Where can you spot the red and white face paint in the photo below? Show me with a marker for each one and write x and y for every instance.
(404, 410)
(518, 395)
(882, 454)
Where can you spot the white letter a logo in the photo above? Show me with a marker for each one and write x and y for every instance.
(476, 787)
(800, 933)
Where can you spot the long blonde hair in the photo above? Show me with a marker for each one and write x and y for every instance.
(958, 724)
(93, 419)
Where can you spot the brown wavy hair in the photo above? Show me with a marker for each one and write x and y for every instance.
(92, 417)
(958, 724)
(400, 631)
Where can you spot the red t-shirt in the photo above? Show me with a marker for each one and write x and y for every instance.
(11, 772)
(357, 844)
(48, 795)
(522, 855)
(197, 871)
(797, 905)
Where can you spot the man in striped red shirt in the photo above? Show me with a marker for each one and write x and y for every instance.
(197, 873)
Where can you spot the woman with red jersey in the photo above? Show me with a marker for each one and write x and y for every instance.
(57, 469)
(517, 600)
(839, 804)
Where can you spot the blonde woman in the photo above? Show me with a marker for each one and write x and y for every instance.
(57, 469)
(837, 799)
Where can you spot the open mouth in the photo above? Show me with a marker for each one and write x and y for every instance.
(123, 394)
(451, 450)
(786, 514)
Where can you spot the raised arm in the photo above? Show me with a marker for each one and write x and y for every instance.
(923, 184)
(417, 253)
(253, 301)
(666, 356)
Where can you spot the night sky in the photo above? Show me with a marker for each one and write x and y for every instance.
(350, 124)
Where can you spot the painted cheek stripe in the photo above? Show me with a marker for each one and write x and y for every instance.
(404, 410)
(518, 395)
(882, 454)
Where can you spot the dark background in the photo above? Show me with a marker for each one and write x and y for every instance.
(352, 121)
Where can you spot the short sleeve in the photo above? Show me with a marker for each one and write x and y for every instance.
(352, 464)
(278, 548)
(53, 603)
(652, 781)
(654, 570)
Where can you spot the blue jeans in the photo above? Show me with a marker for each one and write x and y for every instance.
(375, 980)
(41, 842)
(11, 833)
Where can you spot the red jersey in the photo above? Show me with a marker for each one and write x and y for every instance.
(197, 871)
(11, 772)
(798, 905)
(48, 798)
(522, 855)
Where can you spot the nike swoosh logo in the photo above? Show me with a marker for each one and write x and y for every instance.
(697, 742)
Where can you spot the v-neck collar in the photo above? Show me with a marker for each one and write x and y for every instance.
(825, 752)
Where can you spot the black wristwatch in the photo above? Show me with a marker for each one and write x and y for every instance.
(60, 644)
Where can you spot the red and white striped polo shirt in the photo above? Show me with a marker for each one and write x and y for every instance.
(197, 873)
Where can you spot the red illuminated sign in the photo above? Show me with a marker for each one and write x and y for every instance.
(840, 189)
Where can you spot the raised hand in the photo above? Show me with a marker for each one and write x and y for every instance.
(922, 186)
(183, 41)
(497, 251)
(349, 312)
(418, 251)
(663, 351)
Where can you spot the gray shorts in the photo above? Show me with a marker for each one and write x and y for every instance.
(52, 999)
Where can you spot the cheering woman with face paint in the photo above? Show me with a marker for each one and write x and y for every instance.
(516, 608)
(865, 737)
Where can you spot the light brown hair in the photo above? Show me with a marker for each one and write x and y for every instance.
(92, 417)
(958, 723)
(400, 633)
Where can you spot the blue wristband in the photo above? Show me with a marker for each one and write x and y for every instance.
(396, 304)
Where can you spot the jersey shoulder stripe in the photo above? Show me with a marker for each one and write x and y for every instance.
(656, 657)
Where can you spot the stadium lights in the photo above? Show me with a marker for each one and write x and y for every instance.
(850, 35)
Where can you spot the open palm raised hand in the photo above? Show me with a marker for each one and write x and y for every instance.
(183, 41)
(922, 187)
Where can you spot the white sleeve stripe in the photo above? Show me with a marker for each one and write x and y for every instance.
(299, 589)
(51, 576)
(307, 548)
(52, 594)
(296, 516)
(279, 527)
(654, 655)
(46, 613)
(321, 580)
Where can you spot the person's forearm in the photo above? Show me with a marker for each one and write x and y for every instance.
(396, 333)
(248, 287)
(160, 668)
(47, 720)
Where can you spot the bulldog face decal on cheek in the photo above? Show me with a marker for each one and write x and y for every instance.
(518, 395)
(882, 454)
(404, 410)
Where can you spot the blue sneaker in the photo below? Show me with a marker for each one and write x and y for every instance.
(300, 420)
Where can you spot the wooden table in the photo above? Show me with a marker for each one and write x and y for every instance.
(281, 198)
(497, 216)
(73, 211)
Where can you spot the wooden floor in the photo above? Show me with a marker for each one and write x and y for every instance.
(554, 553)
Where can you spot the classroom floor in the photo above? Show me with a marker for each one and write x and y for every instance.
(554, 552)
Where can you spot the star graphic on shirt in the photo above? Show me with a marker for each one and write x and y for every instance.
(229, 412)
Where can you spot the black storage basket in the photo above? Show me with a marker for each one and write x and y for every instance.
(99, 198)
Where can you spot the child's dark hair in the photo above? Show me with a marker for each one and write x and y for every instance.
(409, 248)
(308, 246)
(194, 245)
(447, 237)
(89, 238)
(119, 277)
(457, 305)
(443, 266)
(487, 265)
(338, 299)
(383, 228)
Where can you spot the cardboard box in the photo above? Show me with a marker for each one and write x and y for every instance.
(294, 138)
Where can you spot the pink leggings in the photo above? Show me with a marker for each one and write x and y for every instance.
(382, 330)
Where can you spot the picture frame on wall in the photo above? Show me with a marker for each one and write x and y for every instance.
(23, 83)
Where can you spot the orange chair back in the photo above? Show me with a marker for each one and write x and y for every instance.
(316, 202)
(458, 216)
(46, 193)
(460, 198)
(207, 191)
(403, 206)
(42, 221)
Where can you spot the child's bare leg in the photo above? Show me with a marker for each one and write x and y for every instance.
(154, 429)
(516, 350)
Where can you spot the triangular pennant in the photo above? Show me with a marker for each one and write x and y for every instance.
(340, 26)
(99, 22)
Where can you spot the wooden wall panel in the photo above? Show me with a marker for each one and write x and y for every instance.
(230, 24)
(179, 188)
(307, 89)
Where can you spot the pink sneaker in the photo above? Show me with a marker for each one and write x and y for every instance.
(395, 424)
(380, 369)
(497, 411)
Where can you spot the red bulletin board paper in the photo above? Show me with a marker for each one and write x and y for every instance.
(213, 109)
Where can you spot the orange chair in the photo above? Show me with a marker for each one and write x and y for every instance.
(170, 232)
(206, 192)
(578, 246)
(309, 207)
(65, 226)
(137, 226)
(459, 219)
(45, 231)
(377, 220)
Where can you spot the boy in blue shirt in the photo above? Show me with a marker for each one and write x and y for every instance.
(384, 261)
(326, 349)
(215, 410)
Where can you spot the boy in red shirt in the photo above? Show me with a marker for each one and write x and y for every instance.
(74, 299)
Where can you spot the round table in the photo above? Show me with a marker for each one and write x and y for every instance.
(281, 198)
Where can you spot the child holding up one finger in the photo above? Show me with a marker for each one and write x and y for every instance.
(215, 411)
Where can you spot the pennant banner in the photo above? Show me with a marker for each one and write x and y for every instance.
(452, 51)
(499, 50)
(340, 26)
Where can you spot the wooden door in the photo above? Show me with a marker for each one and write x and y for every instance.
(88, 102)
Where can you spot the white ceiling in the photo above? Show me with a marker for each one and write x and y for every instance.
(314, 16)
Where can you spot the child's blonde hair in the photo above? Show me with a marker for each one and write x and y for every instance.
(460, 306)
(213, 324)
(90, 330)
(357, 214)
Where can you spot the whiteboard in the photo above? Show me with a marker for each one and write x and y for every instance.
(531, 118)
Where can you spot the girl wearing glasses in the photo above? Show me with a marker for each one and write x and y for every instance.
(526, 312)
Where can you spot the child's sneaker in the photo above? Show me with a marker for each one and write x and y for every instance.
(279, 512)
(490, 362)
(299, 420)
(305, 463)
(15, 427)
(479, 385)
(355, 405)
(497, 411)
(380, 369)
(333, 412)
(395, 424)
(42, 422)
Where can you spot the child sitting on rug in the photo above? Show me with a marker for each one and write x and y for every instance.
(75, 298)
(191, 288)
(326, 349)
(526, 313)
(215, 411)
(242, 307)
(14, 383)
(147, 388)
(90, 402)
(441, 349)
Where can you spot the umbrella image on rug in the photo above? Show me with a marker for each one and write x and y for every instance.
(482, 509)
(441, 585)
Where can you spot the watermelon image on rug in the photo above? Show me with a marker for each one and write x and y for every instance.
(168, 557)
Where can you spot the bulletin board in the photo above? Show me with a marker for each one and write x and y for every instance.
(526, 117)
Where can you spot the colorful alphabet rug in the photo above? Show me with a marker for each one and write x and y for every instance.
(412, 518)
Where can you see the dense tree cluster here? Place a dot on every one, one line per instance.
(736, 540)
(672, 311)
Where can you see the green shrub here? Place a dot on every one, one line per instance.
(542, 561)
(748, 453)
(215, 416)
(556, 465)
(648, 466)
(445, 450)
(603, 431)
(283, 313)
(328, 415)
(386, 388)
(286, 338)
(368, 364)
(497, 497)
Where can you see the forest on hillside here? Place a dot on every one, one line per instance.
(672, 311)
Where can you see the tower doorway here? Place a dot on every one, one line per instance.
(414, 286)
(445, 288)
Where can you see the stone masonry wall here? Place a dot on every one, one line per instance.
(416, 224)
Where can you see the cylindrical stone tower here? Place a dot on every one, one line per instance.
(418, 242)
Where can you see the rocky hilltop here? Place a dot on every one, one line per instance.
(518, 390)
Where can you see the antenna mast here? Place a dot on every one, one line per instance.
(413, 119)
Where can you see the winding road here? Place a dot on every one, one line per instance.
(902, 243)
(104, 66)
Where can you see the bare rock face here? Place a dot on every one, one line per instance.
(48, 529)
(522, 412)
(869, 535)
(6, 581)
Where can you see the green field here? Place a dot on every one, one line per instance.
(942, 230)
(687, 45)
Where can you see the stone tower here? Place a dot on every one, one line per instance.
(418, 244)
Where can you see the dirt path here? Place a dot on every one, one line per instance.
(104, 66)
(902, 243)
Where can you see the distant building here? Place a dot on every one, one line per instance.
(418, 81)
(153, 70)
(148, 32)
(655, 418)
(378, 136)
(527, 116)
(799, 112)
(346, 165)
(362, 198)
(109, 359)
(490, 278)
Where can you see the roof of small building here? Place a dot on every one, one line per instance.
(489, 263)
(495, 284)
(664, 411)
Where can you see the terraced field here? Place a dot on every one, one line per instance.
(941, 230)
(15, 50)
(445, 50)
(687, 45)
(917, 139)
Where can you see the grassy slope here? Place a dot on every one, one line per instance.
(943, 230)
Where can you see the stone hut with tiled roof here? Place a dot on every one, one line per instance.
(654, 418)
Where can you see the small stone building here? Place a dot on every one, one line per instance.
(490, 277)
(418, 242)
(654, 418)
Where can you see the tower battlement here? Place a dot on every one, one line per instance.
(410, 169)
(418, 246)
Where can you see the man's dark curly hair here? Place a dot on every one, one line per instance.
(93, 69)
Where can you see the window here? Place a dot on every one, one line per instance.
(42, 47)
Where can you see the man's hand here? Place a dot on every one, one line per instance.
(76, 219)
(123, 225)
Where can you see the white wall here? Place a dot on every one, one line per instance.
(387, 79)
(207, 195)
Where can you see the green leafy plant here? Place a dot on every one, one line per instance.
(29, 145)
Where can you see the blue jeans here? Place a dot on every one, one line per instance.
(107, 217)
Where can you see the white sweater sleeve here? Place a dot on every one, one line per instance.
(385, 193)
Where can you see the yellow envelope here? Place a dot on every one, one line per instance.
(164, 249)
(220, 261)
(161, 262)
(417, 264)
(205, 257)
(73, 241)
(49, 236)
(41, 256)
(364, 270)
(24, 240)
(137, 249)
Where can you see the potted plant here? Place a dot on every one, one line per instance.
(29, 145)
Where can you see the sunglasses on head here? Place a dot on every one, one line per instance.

» Given task:
Update the lines from the one containing "Where can you see the blue" through the final line, replacing "yellow envelope" with "orange envelope" and leaving everything else unchanged. Return only those lines.

» Worked answer:
Where can you see the blue jeans here? Place a dot on every one, one line per instance.
(107, 217)
Where can you see the white sweater sleeve here? Place a dot on every one, one line per instance.
(385, 193)
Where can you see the orange envelope here? Place a dot on every one, one line per instance.
(164, 249)
(220, 261)
(161, 262)
(417, 264)
(205, 257)
(73, 241)
(49, 236)
(41, 256)
(364, 270)
(24, 240)
(137, 249)
Where can you see the potted plant here? Place a dot on every one, one line per instance.
(29, 145)
Where can you see the sunglasses on head here? Place a dot on every one, one line per instance.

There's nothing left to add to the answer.